YOUR INSTRUCTIONS.
The answer must be every line of the records in which the string "form" appears.

STUDY MATERIAL.
----------
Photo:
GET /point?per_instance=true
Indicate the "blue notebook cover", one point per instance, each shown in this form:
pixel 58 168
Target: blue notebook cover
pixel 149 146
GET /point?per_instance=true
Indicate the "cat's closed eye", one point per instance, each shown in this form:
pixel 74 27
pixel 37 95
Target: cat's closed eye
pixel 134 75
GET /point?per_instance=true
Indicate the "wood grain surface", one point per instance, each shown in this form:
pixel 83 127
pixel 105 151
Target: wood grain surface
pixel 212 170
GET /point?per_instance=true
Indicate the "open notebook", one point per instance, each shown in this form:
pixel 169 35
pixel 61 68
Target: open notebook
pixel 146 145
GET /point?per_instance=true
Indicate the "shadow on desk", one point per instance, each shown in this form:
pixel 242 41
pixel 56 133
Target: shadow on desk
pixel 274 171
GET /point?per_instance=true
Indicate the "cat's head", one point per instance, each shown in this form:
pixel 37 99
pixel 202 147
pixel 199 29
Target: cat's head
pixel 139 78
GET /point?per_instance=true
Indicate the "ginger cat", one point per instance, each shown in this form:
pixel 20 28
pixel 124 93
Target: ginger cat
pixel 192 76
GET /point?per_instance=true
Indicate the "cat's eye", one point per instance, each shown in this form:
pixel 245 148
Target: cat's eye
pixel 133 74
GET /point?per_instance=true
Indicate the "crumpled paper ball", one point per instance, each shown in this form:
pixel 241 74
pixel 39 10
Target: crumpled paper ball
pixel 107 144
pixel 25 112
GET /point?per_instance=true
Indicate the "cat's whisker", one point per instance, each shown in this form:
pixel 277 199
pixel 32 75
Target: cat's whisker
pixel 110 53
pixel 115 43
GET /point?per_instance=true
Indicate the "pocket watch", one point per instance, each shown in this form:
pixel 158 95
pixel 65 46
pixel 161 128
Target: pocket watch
----------
EXERCISE SOLUTION.
Indicate the "blue notebook cover", one point per instance, each shown in this form:
Indicate the "cat's closed eye", one point per instance, each shown in this form:
Indicate the "wood grain surface", one point per instance, each shown in this form:
Indicate the "open notebook", one point per instance, each shown in this form:
Indicate the "shadow on desk", one point per instance, each shown in this form:
Indicate the "cat's head", one point per instance, each shown in this form:
Indicate the "ginger cat", one point per instance, each shown in this form:
Indicate the "cat's eye", one point per instance, each shown in this form:
Indicate the "crumpled paper ball", one point per instance, each shown in this form:
Indicate the "cat's whisker", one point per instance, each shown in this form:
Indicate the "pocket watch", one point per instance, each shown in this form:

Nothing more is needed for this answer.